▶ [What to produce]
Please answer these questions using the passage on settlements and contingencies:
(a) With which two parties was the settlement agreement on the Tonner Hills real estate project reached?
(b) How much income was recognized when the insurance claims for the ROSF failure were settled?
(c) In what month and year did the crude oil spill into the Santa Barbara Channel occur?

======== Passage given ========

During the second quarter 2003, we entered into a settlement agreement
with Hills for Everyone, a non-profit organization, and Orange County,
California ending litigation challenging the adequacy of the environmental
review of our Tonner Hills real estate project. The settlement did not have a
material impact on the project or our operating results, financial condition or
liquidity.
Contingencies
June 2001, we experienced a failure of a carbon dioxide treatment vessel
at the Rincon Onshore Separation Facility ("ROSF") located in Ventura County,
California. There were no injuries associated with this event. Crude oil and
natural gas produced from three fields offshore California are transported
onshore by pipeline to the ROSF plant where crude oil and water are separated
and treated, and carbon dioxide is removed from the natural gas stream. The
daily net production associated with these fields was 3,000 barrels of crude oil
and 2.4 MMcf of natural gas in 2001, representing approximately 6% of our daily
production. In early July 2001, crude oil production resumed and full gas sales
resumed by mid August 2001. Insurance claims relating to the cost of repair and
business interruption (less a 30-day waiting period) were settled in the second
quarter 2003 and we recognized income of $2.3 million.
In September 1997, there was a spill of crude oil into the Santa Barbara
Channel from a pipeline that connects our Point Pedernales field with
shore-based processing facilities. As of June 30, 2003, all outstanding claims
have been settled and compromised. We are awaiting final disposition of certain
non-material insurance claims that have been submitted to our carriers.

======== Dataset records ========

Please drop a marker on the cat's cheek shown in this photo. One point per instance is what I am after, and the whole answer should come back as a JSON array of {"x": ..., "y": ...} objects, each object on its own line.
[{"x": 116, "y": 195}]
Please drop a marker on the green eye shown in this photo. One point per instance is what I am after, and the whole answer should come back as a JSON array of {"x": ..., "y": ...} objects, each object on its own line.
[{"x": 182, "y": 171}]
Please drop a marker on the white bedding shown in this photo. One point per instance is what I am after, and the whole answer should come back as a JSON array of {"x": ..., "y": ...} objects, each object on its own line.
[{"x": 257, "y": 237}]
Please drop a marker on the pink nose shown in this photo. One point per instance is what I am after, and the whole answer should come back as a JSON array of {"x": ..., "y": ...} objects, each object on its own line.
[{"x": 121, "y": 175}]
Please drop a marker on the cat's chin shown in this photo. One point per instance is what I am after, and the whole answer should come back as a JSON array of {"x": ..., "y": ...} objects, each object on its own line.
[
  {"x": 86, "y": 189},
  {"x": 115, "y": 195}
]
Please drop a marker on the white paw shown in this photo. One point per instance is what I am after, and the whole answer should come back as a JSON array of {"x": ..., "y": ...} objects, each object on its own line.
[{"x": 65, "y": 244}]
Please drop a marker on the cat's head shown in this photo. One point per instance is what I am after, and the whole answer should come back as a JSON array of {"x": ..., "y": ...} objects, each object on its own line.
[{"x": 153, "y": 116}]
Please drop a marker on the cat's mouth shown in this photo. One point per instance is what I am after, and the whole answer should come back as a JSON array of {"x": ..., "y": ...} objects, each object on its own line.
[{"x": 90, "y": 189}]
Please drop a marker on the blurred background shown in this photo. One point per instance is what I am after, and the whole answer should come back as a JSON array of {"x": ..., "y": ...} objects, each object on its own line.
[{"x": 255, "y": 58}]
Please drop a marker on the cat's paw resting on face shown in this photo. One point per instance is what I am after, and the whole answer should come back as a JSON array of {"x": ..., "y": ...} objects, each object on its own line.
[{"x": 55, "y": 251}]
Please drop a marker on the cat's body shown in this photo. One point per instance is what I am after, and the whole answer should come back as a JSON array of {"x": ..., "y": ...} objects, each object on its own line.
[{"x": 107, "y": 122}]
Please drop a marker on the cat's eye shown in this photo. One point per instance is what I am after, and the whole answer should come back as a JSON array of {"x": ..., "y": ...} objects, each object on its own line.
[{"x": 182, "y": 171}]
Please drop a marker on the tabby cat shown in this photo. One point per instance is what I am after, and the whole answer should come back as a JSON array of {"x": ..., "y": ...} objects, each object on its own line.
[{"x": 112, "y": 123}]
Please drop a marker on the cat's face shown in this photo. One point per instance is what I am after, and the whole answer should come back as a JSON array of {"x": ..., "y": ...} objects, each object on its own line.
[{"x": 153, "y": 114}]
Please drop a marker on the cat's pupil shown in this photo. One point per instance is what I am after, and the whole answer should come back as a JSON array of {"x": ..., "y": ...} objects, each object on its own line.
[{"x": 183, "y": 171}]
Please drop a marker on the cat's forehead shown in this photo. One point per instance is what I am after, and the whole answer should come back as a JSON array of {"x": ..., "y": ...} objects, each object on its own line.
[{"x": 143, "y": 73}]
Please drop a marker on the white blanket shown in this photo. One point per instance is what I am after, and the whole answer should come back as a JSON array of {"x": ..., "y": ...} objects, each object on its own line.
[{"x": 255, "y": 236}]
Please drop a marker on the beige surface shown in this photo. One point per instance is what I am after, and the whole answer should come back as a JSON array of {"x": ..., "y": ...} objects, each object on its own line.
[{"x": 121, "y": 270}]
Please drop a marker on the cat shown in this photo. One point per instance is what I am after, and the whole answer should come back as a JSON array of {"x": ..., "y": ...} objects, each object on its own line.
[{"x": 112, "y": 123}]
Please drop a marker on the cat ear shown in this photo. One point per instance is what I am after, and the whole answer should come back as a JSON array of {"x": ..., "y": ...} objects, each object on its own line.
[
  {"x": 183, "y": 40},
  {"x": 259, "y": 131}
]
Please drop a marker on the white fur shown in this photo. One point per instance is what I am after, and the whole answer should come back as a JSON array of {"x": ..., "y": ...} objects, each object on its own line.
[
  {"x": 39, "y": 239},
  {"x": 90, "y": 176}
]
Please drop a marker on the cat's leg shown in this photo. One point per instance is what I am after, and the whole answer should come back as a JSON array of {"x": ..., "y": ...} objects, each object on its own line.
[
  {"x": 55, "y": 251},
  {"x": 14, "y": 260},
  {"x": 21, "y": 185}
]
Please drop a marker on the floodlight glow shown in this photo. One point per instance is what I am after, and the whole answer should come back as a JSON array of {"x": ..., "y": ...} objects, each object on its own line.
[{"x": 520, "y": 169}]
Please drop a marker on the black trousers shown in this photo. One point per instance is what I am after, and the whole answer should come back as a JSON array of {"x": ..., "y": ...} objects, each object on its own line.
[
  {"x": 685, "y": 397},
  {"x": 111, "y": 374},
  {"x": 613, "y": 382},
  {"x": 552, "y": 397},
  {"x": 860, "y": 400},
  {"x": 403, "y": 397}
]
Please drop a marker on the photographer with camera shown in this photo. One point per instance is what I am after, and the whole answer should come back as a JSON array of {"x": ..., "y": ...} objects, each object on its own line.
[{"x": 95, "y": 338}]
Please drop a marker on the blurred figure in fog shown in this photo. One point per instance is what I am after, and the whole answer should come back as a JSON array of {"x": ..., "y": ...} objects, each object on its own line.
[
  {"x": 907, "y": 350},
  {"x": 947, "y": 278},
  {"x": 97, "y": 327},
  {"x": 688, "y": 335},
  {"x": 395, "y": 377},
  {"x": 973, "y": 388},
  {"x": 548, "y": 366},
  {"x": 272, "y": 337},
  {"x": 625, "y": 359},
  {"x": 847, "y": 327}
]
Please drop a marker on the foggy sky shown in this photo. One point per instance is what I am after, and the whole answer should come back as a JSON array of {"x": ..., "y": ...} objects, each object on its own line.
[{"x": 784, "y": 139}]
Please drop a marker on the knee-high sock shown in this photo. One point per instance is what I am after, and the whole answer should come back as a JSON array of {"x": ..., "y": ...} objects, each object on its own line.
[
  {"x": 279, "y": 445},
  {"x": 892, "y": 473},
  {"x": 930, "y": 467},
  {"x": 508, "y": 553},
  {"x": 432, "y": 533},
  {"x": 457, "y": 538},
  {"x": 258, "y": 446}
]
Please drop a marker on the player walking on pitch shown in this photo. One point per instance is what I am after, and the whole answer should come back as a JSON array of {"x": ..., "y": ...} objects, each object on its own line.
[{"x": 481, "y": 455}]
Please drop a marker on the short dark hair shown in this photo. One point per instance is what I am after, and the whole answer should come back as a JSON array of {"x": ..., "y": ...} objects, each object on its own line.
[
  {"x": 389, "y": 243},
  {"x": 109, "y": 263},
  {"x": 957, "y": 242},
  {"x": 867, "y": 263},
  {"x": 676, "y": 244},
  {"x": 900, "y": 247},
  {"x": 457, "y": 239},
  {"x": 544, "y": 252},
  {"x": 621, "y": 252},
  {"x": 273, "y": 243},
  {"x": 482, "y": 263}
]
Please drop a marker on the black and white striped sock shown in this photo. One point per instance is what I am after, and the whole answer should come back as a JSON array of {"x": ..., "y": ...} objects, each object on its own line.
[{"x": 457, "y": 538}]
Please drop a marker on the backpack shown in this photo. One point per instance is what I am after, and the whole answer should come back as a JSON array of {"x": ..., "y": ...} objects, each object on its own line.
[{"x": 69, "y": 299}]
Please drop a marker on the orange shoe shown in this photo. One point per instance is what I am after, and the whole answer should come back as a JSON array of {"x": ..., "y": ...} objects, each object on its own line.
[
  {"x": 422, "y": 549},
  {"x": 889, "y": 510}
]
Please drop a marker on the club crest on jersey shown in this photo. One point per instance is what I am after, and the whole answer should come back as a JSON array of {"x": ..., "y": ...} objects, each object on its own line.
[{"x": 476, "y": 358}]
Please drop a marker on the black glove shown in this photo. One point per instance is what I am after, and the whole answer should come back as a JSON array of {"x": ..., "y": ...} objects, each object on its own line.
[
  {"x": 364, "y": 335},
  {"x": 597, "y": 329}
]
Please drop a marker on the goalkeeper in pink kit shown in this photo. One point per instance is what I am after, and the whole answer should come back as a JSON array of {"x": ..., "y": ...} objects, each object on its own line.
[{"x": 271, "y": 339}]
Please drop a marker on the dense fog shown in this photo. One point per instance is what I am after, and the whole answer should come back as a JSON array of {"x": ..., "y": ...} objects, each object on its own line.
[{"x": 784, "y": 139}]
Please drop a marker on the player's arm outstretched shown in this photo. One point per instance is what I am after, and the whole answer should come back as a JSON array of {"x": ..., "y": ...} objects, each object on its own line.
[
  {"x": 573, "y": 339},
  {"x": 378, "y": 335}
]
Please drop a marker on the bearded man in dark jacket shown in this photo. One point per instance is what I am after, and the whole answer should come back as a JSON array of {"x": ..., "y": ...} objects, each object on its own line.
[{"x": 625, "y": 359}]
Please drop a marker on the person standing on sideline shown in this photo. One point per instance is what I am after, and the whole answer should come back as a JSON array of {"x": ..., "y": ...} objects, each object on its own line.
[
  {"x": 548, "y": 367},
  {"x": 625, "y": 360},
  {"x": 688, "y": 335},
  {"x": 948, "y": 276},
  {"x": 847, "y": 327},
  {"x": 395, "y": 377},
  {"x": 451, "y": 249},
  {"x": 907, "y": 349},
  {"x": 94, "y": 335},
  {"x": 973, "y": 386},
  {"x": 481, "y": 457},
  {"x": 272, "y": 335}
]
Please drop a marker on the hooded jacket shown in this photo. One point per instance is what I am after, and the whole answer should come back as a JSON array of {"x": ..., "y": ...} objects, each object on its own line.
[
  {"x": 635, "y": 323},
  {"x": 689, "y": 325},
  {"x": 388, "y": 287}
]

========

▶ [Exercise solution]
(a) Hills for Everyone and Orange County, California
(b) $2.3 million
(c) September 1997